*页面正文*.
--

《一次别离》匆匆上映,忙忙下线,但给我们留下的余味仍在。回望这些年伊朗电影在国际上星光熠熠的表现,再对比中国电影屡屡冲击却委实无果的现状,不禁感叹,希望进步能从学习开始吧。
从在埃及开罗国际电影节上大放异彩的《面纱之后》,到韩国釜山电影节夺人眼球的《无声的旅行》,再到此次称霸奥斯卡的《一次别离》,伊朗电影在国际电影节上可谓越战越勇,伊朗在这片全球瞩目的电影江湖中,早已因其成绩而笑得越发自信。
戏剧张力和生活化迎头相撞带来的冲击,在《一次别离》中得到了“教科书”般的示范体现。集合了导演和编剧双重身份的阿斯哈·法哈蒂,借用一对伊朗中产阶级夫妇因出国移民意见分歧而面临婚姻破裂的故事,发出他对于当代伊朗人民在亲情、爱情、婚姻、宗教等方面的观点和诘问。

--

*练习目标*. 从最后一句之后起笔，续写这篇谈伊朗电影《一次别离》的评论。

(数据集条目)
--

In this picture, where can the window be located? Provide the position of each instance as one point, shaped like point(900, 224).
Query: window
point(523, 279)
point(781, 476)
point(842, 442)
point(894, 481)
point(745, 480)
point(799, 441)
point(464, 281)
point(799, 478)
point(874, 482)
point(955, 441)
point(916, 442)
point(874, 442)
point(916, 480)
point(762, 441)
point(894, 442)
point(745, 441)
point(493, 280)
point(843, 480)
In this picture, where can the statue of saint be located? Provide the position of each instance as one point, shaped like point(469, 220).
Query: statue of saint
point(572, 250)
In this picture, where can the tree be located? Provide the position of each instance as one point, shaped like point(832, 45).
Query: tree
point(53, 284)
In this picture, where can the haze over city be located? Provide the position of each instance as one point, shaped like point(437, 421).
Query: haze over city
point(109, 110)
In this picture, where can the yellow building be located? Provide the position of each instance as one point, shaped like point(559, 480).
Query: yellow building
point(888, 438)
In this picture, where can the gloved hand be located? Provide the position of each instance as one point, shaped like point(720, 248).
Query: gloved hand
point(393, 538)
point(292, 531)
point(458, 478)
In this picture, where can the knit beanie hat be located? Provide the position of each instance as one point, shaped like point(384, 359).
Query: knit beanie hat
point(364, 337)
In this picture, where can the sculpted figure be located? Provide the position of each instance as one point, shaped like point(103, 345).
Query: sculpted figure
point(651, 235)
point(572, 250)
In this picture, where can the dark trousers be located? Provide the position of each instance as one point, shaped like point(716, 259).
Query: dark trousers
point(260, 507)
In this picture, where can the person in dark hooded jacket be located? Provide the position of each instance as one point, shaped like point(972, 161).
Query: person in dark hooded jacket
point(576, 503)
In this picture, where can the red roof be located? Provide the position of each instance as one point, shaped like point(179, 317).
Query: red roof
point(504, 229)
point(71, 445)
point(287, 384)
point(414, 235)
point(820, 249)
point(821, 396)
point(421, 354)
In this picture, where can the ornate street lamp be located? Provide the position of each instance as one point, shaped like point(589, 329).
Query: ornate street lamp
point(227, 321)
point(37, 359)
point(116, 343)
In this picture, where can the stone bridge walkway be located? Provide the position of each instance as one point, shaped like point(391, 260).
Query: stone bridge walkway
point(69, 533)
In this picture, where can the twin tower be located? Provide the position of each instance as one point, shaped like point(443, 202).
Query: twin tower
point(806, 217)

--

*习题解答*.
《一次别离》全片都充盈着一种朴素的力量,阿斯哈·法哈蒂冷静地将镜头对准了两个看似稀松平常实则却波涛暗涌的家庭。场景上,《一次别离》没有任何奢华的修饰,无非纳德家、西敏娘家、瑞兹家、医院和法庭,以及几个车上的镜头,电影大部分拍摄均为手持摄像,全片没有配乐仅在片尾字幕升起时才响起音乐,和许多中国投资动辄就几个亿的大片形成了天壤之别,但就是这样一部朴素的电影,却带给观众胸闷的朴素体验,却依旧充斥着凌厉的剪辑、智慧的对白、坚实有力的戏剧冲突。导演在电影中没有过多的宣示自己的立场,一如角色中没有鲜明的褒贬一样,《一次别离》是现代伊朗版的罗生门,虽然存在谎言,可是他们依然能让观众心疼,因为他们和我们的人性本善。虽然“别离”是电影情节的主线,但是“亲情”却自始至终是这场冲突的爆发点,从《小鞋子》到《黑皮肤》,伊朗电影的感情爆发力真的很够劲儿。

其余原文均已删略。